Your objective: Reproduce every row below word for word, without changing anything.
*** Data excerpts ***
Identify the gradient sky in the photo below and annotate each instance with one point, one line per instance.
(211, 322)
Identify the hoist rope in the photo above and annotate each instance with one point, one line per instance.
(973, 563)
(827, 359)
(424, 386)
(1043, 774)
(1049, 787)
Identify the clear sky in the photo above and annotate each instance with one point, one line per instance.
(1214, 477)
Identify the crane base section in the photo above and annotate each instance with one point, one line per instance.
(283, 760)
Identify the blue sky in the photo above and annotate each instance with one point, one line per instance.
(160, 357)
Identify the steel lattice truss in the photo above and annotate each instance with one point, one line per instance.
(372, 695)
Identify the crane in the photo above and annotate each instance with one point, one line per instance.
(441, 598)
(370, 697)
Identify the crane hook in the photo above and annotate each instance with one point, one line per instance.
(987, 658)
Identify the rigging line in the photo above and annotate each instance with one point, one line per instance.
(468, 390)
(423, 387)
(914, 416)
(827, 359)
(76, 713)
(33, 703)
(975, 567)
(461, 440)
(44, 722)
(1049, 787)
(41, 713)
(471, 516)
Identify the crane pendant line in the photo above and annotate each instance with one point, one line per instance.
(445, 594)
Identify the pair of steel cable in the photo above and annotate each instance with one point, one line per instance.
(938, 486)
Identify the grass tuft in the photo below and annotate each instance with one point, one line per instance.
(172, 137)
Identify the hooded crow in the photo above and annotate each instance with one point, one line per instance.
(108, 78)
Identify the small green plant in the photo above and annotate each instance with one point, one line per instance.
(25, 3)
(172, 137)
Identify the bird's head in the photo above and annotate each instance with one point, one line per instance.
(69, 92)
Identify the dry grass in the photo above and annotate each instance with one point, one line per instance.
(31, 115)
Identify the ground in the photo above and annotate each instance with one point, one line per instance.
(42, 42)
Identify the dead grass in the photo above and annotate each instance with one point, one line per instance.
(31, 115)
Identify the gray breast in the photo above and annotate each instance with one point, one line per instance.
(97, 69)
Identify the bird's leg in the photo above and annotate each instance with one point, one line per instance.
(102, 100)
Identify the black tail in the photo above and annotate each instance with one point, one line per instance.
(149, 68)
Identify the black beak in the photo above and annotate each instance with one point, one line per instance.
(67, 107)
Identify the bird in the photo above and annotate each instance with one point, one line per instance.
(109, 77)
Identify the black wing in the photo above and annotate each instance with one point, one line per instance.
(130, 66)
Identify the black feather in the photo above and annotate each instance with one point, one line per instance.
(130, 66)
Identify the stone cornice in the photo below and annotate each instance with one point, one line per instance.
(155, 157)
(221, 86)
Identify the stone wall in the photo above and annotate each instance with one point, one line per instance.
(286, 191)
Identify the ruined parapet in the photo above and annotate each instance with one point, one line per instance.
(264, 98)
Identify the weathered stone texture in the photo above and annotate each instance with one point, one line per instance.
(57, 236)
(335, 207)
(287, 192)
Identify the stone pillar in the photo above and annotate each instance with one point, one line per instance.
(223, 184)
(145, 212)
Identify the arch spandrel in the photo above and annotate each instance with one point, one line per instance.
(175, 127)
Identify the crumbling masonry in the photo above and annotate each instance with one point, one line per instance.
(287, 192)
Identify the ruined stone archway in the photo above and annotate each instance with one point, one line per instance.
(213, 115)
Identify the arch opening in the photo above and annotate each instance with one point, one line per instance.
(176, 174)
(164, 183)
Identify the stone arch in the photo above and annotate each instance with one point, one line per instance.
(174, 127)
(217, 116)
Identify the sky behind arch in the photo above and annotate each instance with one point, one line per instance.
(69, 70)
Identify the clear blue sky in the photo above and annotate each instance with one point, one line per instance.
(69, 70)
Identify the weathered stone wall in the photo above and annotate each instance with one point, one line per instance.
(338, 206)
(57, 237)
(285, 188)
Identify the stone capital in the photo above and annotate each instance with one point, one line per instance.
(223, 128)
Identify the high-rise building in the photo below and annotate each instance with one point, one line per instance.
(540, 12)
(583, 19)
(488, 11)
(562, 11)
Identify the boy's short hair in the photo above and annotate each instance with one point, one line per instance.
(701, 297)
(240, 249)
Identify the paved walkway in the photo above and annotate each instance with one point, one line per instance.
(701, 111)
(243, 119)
***
Right answer:
Identify the gradient sky in the photo below and annotate each instance with one point, one line per instance.
(211, 322)
Identify the hoist rope in the photo above and annotate each instance with one point, one line per instance.
(973, 563)
(827, 359)
(424, 386)
(1043, 774)
(1049, 787)
Identify the clear sky in the photo above and annotate each instance with one point, one line per instance.
(1214, 477)
Identify the crane base section in the photo above and annotate each instance with one point, one line per instance.
(283, 760)
Identify the blue sky in the photo above and annotate each instance with one point, one line per instance.
(160, 357)
Identify the steel lattice truss in the photo above and annotate each instance with one point, one line per instance.
(372, 695)
Identify the crane in the photo above and annotate each instance with one point, one line per instance.
(441, 598)
(370, 697)
Identify the crane hook in the photo above and annotate each instance with one point, one line per instance.
(987, 658)
Identify the rigging line in the photo above and annotate each instance with one point, one line per instance.
(468, 390)
(423, 387)
(914, 416)
(827, 359)
(76, 713)
(33, 703)
(975, 567)
(461, 440)
(44, 722)
(1049, 787)
(41, 713)
(471, 516)
Identify the crane pendant line in the photo above and annotate each instance with one point, one line per instance.
(445, 594)
Identify the pair of steel cable in the photo above and annotate each instance with one point, one line per instance.
(938, 486)
Identify the grass tuft in the photo below and annotate each instance with one point, one line per instance.
(172, 137)
Identify the hooded crow in the photo above and annotate each instance with one point, one line per instance.
(108, 78)
Identify the small green plant in the photo above and annotate each instance with one point, one line per instance.
(25, 3)
(172, 137)
Identify the bird's head in the photo above and annotate each instance with one point, one line per instance.
(69, 92)
Identify the dry grass in the photo above and annotate each instance with one point, one line per instance.
(31, 115)
Identify the ground in the photo above and annotate each instance with one point, one line per instance.
(42, 42)
Identify the dead grass in the photo above and annotate each instance with one point, one line per instance.
(31, 115)
Identify the gray breast in the photo above and annotate each instance with one point, one line per instance.
(97, 69)
Identify the bird's leg in the photo above and annotate each instance with one point, one line per instance.
(102, 100)
Identify the black tail in the photo above and annotate each instance with one point, one line per instance.
(149, 68)
Identify the black beak in the photo above and annotate each instance with one point, one line per instance.
(67, 107)
Identify the bird in the photo above and annotate each instance with one point, one line per instance.
(109, 77)
Identify the black wing in the photo above and annotate each instance with one point, one line per instance.
(130, 66)
Identify the black feather in the photo above and annotate each instance with one point, one line per instance.
(130, 66)
Identify the stone cornice in the photo below and annotate each instance with one point, one line per instance.
(155, 157)
(221, 86)
Identify the stone wall in the photo above and annotate each instance with one point, one line per instance.
(286, 191)
Identify the ruined parapet in the photo above and annotate each instance with one point, one line per instance.
(264, 98)
Identify the weathered stone texture in the photo above and annotate each instance with one point, one line per instance.
(57, 236)
(335, 207)
(287, 192)
Identify the stone pillar in the photo above and annotate each instance with one point, one line per instance.
(223, 184)
(145, 212)
Identify the arch spandrel in the photo above and annotate each instance with one point, one line per instance.
(175, 127)
Identify the crumbling masonry in the photo above and annotate each instance with one point, one line per instance.
(287, 192)
Identify the ruined stone archway in the photo above and annotate each instance with one point, one line per instance.
(213, 115)
Identify the arch opening in the photo above and annotate each instance with one point, one line per instance.
(176, 174)
(164, 183)
Identify the stone arch in the photo above and annotate each instance with one point, one line per instance.
(174, 127)
(217, 116)
Identify the sky behind arch in the photo above and annotate each instance with one point, one line per instance.
(69, 70)
Identify the clear blue sky in the photo above and annotate each instance with one point, one line per instance.
(69, 70)
Identify the weathered stone wall in the photo above and annotate each instance with one point, one line per instance.
(338, 206)
(57, 237)
(285, 188)
Identify the stone capital in the photo above and annotate each instance with one point, one line per instance.
(223, 128)
Identify the high-rise building in the photo below and annotate each instance with one point, one line per instance.
(540, 12)
(583, 19)
(488, 11)
(562, 11)
Identify the boy's short hair in the photo above and annotate each instance with one point, one line per instance.
(701, 297)
(240, 249)
Identify the paved walkway in the photo above and annotate each instance with one point, one line per instance.
(701, 111)
(243, 119)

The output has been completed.